STATED TASK: Reproduce each of the following entries verbatim, keeping every line in its original order.

DATA RECORDS:
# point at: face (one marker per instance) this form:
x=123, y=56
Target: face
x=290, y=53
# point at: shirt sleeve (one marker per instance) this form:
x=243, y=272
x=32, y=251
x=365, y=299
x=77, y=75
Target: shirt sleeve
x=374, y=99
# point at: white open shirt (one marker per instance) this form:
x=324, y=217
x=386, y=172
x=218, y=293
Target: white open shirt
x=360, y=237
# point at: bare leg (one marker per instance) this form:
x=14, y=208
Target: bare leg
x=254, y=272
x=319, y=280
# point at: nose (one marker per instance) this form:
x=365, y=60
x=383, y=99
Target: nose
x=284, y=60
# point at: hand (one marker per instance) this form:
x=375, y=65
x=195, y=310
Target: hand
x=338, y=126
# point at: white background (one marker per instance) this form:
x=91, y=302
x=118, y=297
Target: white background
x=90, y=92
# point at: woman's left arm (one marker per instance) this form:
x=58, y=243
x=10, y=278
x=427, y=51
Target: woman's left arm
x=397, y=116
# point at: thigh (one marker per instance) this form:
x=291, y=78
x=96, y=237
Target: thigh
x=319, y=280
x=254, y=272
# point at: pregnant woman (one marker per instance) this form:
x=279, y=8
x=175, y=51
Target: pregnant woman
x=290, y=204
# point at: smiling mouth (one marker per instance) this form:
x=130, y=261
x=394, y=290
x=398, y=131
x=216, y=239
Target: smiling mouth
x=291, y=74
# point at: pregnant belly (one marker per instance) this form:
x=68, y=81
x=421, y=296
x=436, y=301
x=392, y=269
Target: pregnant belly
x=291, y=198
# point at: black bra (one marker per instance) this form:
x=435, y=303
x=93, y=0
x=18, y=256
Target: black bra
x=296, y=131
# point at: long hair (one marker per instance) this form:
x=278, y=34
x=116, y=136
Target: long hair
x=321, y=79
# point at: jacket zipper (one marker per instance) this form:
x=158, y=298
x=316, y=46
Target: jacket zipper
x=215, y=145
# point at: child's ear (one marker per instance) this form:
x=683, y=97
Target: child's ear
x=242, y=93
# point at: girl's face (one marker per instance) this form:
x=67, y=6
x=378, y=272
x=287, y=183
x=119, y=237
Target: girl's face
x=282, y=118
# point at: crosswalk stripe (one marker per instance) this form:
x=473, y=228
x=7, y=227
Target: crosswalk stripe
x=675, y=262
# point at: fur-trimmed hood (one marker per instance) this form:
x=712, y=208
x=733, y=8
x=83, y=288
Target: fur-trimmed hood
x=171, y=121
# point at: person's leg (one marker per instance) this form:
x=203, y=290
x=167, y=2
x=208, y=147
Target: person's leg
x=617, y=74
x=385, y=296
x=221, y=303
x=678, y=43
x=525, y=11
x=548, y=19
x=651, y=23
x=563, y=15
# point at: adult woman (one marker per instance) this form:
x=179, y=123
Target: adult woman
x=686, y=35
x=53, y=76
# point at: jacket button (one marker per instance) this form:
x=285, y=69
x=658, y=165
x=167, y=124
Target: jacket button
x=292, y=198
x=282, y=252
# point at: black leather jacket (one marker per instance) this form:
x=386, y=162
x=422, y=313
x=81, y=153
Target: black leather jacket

RESPONSE TO THE EXERCISE:
# point at: face (one marker per instance) this form:
x=123, y=56
Target: face
x=290, y=53
# point at: shirt sleeve (one marker per instance) this form:
x=243, y=272
x=32, y=251
x=365, y=299
x=77, y=75
Target: shirt sleeve
x=374, y=99
# point at: white open shirt (one marker per instance) this form:
x=324, y=217
x=386, y=172
x=218, y=293
Target: white open shirt
x=360, y=237
# point at: bare leg (one marker per instance) this form:
x=14, y=208
Target: bare leg
x=254, y=272
x=319, y=280
# point at: nose (one marker per instance) this form:
x=365, y=60
x=383, y=99
Target: nose
x=284, y=60
# point at: hand (one marker per instance) this form:
x=375, y=65
x=195, y=310
Target: hand
x=338, y=126
# point at: white background (one marker per instance) this form:
x=91, y=302
x=118, y=297
Target: white background
x=90, y=92
# point at: woman's left arm (one marker per instance) this form:
x=58, y=243
x=10, y=278
x=427, y=51
Target: woman's left arm
x=397, y=116
# point at: thigh (one marker per instance) this form:
x=291, y=78
x=96, y=237
Target: thigh
x=319, y=280
x=254, y=272
# point at: pregnant woman (one marker per instance) this form:
x=279, y=8
x=175, y=51
Target: pregnant woman
x=290, y=204
# point at: smiling mouth (one marker per instance) this form:
x=130, y=261
x=394, y=290
x=398, y=131
x=216, y=239
Target: smiling mouth
x=291, y=74
# point at: pregnant belly (one marker per instance) this form:
x=68, y=81
x=421, y=296
x=436, y=301
x=392, y=269
Target: pregnant belly
x=291, y=198
# point at: black bra (one marker per instance) this form:
x=435, y=303
x=93, y=0
x=18, y=256
Target: black bra
x=296, y=131
# point at: long hair (one marker per instance) this form:
x=278, y=34
x=116, y=136
Target: long hair
x=321, y=79
# point at: jacket zipper (one marker per instance) this form:
x=158, y=298
x=316, y=46
Target: jacket zipper
x=215, y=145
# point at: child's ear (one marker per instance) this form:
x=683, y=97
Target: child's ear
x=242, y=93
# point at: girl's face (one marker per instance) this form:
x=67, y=6
x=378, y=272
x=287, y=183
x=119, y=237
Target: girl's face
x=282, y=118
# point at: crosswalk stripe (one marker per instance) this form:
x=473, y=228
x=7, y=227
Target: crosswalk stripe
x=675, y=262
# point at: fur-trimmed hood (one marker per instance) this form:
x=712, y=208
x=733, y=8
x=83, y=288
Target: fur-trimmed hood
x=171, y=121
# point at: person's leg (one marker per instance) this form:
x=203, y=290
x=167, y=2
x=208, y=147
Target: person's leg
x=617, y=74
x=385, y=296
x=221, y=303
x=678, y=43
x=525, y=11
x=548, y=19
x=651, y=23
x=563, y=15
# point at: adult woman (one marker per instance) this form:
x=179, y=123
Target: adult woman
x=686, y=35
x=53, y=76
# point at: jacket button (one marker per instance) this form:
x=285, y=69
x=658, y=165
x=167, y=124
Target: jacket button
x=292, y=198
x=282, y=252
# point at: black leather jacket (one marker per instance) this form:
x=386, y=162
x=422, y=313
x=81, y=153
Target: black leather jacket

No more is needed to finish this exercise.